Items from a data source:
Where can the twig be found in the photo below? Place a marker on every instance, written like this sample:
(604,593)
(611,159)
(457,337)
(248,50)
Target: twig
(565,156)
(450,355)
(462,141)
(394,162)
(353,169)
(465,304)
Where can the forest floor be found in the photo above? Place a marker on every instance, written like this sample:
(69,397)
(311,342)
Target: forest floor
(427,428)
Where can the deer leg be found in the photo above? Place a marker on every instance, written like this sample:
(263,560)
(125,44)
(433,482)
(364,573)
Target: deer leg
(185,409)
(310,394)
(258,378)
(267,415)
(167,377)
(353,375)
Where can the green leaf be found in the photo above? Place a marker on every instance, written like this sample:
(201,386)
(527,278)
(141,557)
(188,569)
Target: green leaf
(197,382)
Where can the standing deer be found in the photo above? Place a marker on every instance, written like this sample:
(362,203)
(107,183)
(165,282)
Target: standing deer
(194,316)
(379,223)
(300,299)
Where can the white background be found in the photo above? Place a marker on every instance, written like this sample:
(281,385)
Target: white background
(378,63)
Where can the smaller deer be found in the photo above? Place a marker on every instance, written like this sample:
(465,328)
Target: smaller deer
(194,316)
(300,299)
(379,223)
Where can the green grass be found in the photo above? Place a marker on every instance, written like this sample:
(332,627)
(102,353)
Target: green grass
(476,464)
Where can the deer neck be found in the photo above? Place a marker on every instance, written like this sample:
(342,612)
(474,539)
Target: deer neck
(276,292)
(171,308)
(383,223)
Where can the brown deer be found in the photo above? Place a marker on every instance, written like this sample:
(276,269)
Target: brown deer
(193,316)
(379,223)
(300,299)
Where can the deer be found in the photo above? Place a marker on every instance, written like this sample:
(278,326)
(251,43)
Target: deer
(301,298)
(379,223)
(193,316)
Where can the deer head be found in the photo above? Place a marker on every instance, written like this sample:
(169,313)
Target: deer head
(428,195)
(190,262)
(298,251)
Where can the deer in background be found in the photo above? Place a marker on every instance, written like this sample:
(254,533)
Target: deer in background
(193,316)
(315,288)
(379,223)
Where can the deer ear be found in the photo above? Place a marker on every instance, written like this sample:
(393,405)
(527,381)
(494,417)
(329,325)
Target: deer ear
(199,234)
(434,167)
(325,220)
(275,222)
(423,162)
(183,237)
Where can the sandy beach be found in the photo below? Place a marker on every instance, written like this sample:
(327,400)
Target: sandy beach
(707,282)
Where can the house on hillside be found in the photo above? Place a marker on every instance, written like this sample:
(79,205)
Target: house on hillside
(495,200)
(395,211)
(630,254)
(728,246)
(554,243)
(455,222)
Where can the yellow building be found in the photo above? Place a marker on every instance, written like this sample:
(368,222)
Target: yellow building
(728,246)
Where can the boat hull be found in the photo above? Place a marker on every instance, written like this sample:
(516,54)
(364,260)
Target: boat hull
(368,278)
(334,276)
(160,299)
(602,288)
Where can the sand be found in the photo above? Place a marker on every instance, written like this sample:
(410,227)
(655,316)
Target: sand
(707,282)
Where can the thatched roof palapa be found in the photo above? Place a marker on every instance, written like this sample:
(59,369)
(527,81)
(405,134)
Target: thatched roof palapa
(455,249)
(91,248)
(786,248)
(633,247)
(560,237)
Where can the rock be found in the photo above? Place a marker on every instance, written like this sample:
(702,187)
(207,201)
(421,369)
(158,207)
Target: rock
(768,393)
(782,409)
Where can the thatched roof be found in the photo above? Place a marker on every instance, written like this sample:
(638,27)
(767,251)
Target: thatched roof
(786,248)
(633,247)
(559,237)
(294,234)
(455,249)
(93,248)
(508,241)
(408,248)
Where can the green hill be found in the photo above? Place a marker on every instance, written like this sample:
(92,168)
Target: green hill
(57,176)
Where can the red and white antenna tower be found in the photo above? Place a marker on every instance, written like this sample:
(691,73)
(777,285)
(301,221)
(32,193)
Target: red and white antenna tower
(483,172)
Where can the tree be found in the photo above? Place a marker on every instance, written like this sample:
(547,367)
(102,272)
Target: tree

- **Objective**
Without leaving anything out, give the entries again exactly.

- **Answer in full**
Where can the twig be found in the photo below? Place a marker on every instance, written like this sample:
(604,593)
(611,159)
(457,337)
(248,50)
Target: twig
(565,156)
(450,355)
(462,141)
(394,162)
(353,169)
(465,304)
Where can the forest floor be found in the photo above? Place a marker on every instance, written like this sample:
(69,397)
(311,342)
Target: forest floor
(427,428)
Where can the deer leg be found in the photo above? Place a marker on every instance, written like this sample:
(263,560)
(125,44)
(433,482)
(364,573)
Target: deer leg
(185,409)
(310,394)
(258,378)
(267,415)
(167,377)
(353,375)
Where can the green leaf be found in the photo above? Place a marker on every instance, written like this sample:
(201,386)
(527,278)
(141,557)
(188,569)
Target: green leaf
(197,382)
Where can the standing deer be found in the photo above? Place a marker on every instance, written like this sample:
(362,203)
(107,183)
(165,282)
Target: standing deer
(194,316)
(379,223)
(300,299)
Where can the white background be found in the photo above? Place a marker on every instance, written like this sample:
(281,385)
Target: white background
(378,63)
Where can the smaller deer be found in the photo above? Place a marker on every instance, written like this sample:
(465,328)
Target: smaller deer
(194,316)
(300,299)
(379,223)
Where can the green grass be found in the photo above? Place a marker on every instance, written like this sample:
(332,627)
(102,353)
Target: green grass
(476,464)
Where can the deer neck be found in the photo above? Place a marker on every instance, written like this sample:
(342,612)
(474,539)
Target: deer neck
(276,292)
(171,308)
(383,223)
Where can the brown deer be found in the photo above? Place a marker on every instance, written like this sample:
(276,269)
Target: brown deer
(193,316)
(379,223)
(300,299)
Where can the deer be found in the photo above? Place a marker on every instance, written like this sample:
(278,326)
(251,43)
Target: deer
(301,298)
(379,223)
(193,316)
Where can the deer head be found in the photo above? Place a marker on every instance, written like this sample:
(169,313)
Target: deer head
(428,195)
(190,262)
(298,251)
Where can the deer in background be found in the photo above? Place a marker on every instance, written like this sample:
(254,533)
Target: deer in background
(193,316)
(315,288)
(379,223)
Where can the deer ear be found in the photo above? Place a marker on every instance, written like this sample:
(393,405)
(527,381)
(494,417)
(329,325)
Target: deer ear
(199,234)
(434,167)
(325,220)
(275,222)
(423,162)
(183,237)
Where can the sandy beach be found in the photo below? Place a marker on every instance, written like this sample:
(327,400)
Target: sandy beach
(707,282)
Where can the house on hillside be found in the photo above? Place a marker on every instance, written like this sample:
(79,205)
Target: house on hillside
(495,200)
(395,211)
(630,254)
(728,246)
(554,243)
(455,222)
Where can the yellow building be found in the photo above? Place a marker on every instance, written like this sample:
(368,222)
Target: yellow building
(728,246)
Where can the boat hull be found in the photo above? Place a marker on every instance, written like this sample:
(516,54)
(364,260)
Target: boat hull
(368,278)
(334,276)
(160,299)
(602,288)
Where can the sand be found in the photo above? Place a marker on every instance, written like this sample:
(410,227)
(655,316)
Target: sand
(707,282)
Where can the thatched roof palapa be found in the photo above? Place a marker on every instance, written like this sample:
(59,369)
(527,81)
(405,134)
Target: thatched roof palapa
(455,249)
(91,248)
(786,248)
(633,247)
(560,237)
Where can the rock be found in the photo above? Place a marker on every instance, written like this sample:
(702,187)
(207,201)
(421,369)
(158,207)
Target: rock
(768,393)
(782,409)
Where can the thatched roof be found in the photo above? Place a marker on every instance, written like this sample:
(638,27)
(767,251)
Target: thatched roof
(786,248)
(633,247)
(559,237)
(294,234)
(455,249)
(93,248)
(508,241)
(408,248)
Where can the green hill be found in the photo above? Place a marker on every instance, written like this sample:
(92,168)
Target: green hill
(57,176)
Where can the red and white antenna tower be found in the photo above? Place a marker on every instance, written like this sample:
(691,73)
(777,285)
(301,221)
(32,193)
Target: red and white antenna tower
(483,172)
Where can the tree be found in the photo above? Place a marker on every instance, written like this sample:
(547,367)
(102,272)
Target: tree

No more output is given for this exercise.